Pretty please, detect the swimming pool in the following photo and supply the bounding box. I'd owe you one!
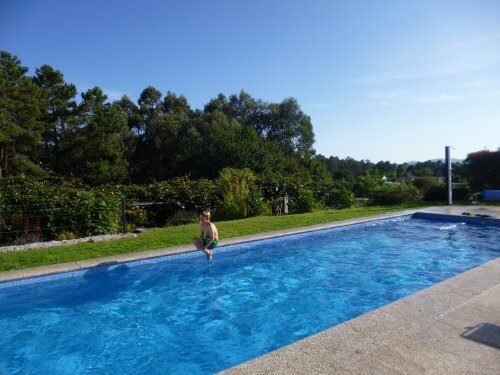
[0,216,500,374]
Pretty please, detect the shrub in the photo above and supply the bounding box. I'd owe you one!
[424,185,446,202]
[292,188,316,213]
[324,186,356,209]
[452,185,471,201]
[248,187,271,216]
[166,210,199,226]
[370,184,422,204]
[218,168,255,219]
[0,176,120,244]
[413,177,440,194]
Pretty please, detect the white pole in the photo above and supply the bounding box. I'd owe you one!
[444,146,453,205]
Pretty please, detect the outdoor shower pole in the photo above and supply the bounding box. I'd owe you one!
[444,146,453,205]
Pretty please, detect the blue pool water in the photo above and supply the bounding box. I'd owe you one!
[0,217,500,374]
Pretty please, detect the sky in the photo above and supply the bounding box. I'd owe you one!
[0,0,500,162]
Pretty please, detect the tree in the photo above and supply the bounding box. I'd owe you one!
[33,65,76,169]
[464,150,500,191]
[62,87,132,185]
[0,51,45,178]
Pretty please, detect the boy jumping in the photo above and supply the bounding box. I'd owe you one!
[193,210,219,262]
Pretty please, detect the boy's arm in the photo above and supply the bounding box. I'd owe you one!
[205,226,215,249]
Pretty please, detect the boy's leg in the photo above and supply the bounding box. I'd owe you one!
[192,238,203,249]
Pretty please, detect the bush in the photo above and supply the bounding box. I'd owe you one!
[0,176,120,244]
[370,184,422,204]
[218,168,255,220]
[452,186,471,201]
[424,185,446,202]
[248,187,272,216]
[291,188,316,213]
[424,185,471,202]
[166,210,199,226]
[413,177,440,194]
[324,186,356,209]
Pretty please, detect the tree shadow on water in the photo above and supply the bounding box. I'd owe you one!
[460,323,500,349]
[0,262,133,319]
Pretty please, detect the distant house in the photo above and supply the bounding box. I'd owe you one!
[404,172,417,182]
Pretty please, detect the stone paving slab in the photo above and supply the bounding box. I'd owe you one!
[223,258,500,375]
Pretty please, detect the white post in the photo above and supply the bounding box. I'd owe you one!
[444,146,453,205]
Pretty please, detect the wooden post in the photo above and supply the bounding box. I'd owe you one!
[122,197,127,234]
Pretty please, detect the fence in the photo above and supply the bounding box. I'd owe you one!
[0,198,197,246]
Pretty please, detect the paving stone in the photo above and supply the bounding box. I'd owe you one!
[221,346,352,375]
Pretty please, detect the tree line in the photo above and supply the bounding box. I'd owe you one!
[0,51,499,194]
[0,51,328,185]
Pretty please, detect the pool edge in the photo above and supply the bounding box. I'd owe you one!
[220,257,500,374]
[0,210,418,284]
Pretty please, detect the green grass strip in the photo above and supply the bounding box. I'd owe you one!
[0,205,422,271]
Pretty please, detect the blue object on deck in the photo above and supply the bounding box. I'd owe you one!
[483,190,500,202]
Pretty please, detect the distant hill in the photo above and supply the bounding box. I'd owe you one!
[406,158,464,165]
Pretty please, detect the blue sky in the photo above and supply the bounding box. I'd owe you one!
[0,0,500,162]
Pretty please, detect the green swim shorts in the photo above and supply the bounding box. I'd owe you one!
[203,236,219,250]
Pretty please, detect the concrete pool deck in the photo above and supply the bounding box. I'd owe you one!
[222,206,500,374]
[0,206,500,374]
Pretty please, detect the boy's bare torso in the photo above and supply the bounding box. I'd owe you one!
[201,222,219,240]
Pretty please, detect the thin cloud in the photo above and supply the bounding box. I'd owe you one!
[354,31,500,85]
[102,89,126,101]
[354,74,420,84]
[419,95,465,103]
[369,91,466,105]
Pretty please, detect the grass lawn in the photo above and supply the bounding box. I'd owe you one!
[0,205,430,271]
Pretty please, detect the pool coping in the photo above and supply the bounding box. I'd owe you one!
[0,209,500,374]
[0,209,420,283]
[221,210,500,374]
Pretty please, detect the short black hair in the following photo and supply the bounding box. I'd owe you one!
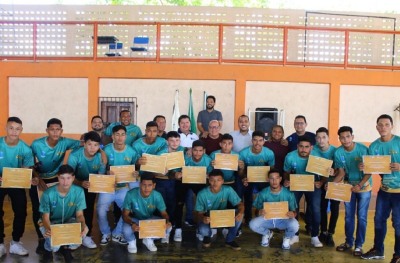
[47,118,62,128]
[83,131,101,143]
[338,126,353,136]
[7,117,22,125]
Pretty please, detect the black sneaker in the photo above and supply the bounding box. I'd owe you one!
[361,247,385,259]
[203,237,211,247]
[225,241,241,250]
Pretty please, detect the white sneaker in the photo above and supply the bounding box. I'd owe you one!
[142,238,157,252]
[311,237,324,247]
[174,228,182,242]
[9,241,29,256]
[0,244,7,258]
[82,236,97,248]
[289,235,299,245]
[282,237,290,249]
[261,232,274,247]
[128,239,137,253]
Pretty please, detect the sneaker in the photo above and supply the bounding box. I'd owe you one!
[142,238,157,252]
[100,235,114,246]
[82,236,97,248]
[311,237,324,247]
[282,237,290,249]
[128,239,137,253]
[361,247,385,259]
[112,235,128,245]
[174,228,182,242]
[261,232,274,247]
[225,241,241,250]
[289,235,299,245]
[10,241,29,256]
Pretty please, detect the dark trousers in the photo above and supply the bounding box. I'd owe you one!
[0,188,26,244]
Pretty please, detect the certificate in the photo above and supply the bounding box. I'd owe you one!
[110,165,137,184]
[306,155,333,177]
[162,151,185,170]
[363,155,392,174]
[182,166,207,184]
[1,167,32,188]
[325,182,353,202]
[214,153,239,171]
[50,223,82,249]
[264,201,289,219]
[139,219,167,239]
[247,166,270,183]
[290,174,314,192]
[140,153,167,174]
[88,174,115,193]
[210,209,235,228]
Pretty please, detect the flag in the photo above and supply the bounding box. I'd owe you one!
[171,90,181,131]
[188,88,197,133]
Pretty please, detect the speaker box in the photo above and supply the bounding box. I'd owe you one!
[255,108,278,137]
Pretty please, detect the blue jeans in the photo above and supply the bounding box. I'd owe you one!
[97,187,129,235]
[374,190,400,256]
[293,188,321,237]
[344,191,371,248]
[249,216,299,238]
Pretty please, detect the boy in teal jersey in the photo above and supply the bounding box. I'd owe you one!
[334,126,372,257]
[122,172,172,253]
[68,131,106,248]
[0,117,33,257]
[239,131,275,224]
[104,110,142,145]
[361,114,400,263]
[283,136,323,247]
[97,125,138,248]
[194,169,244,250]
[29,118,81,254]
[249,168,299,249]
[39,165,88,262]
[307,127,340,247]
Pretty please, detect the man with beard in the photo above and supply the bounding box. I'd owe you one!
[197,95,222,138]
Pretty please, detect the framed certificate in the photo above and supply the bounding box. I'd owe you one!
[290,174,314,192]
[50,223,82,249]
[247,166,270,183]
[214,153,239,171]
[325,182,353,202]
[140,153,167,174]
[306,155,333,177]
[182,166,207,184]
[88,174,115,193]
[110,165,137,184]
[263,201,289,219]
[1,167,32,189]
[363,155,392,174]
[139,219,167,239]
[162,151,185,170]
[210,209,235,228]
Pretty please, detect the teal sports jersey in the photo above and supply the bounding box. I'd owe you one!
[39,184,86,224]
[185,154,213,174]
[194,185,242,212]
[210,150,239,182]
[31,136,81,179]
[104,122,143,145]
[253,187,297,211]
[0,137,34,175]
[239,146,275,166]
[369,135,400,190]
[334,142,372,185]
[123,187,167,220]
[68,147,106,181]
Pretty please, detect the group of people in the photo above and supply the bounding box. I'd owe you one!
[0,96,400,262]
--------
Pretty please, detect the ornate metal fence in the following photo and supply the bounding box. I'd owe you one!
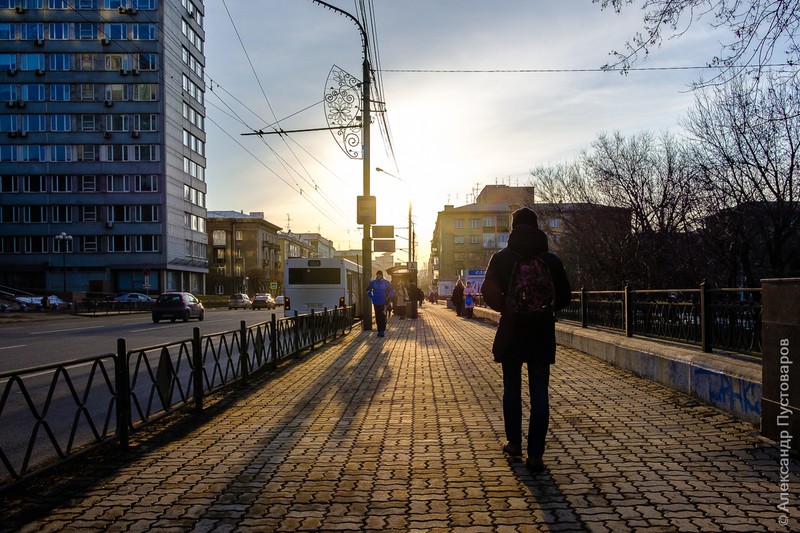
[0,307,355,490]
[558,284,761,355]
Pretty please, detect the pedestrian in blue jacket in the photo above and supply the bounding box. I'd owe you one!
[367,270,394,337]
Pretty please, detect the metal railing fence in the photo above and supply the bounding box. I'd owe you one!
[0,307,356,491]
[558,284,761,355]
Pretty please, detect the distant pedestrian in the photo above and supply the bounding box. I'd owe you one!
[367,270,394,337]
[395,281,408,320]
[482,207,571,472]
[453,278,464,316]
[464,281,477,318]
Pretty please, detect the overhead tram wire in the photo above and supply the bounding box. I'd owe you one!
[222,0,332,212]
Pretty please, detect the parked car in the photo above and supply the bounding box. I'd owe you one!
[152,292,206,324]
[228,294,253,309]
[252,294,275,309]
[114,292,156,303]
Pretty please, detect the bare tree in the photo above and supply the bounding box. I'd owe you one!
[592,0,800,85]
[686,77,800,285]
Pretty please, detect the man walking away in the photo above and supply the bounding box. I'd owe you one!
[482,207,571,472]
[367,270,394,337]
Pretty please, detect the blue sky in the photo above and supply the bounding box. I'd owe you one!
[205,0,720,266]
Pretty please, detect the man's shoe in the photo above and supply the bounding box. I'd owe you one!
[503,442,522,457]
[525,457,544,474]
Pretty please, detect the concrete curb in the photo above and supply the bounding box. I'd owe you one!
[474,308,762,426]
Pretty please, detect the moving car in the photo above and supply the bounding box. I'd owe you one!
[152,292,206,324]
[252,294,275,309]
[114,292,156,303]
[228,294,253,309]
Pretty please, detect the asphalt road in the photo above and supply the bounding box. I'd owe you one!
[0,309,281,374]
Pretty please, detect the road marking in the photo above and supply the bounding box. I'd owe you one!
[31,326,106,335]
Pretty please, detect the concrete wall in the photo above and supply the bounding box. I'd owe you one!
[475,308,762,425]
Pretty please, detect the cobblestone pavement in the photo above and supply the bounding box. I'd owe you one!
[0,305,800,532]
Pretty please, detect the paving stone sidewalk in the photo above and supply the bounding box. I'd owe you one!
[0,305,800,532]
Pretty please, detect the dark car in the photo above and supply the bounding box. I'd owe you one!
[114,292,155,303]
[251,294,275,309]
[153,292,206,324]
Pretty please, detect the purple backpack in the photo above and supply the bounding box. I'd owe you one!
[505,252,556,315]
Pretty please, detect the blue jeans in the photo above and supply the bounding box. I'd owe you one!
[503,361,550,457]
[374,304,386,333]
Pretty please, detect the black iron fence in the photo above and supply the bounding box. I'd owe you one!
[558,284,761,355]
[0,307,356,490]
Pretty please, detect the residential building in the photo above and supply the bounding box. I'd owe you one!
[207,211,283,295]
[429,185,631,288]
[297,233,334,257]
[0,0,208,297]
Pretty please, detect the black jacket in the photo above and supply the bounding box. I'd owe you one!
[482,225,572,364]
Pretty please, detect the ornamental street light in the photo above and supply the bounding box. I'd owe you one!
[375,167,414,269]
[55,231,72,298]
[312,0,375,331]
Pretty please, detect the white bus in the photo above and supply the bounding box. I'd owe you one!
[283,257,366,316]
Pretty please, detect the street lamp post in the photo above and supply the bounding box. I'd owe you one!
--------
▸ Work required
Rescale part of the listing, starting at the line that has "Pretty please, detect the white sneaker" and stopping after the line that has "[249,216,299,238]". Write out only those lines, requests included, with every bounding-box coordinate in the answers multiplied by 1.05 and rounded to a whole number (halves round up).

▸ Result of the exercise
Pretty please, detect the white sneaker in the photo above and supply the bounding box. I'd owe you one!
[149,250,165,265]
[327,249,340,259]
[183,239,191,254]
[9,253,30,269]
[0,256,7,271]
[86,248,102,260]
[303,247,314,257]
[296,249,305,261]
[274,244,288,259]
[134,251,144,266]
Pretty please, detect the sneaker in the photo above and supply the bounding box. I'd owe you one!
[149,250,165,265]
[105,247,120,258]
[86,248,102,260]
[327,249,340,259]
[296,249,305,261]
[134,251,144,266]
[379,259,404,272]
[118,247,134,257]
[183,239,191,254]
[274,244,288,259]
[236,253,253,263]
[303,247,314,257]
[11,253,30,269]
Pretty please, detect the dark trousers in the photo above and supply the bounding box. I'd owe you one!
[0,197,27,256]
Pretty please, detect the certificate in the photo above and supply the bounding box. I'd owe you one!
[116,173,144,193]
[321,163,350,186]
[170,159,194,179]
[381,163,412,183]
[191,174,217,193]
[1,175,34,197]
[341,191,371,212]
[225,161,251,180]
[53,234,86,261]
[277,211,303,230]
[146,230,175,251]
[259,174,284,192]
[305,183,330,202]
[147,161,175,183]
[92,183,121,203]
[221,219,247,239]
Pretty please, detect the flag in the photo above and supply the bounding box. I'd owe you one!
[180,95,190,138]
[197,92,207,140]
Pretty please, detect the speaker box in the photo above and supply the bounding box. I'd owe you one!
[268,113,292,144]
Pretty please, detect the blue jeans in the photo above and supply the bounding box. I'd owe you one!
[102,196,135,247]
[393,200,420,269]
[308,197,337,249]
[361,201,390,260]
[261,227,314,250]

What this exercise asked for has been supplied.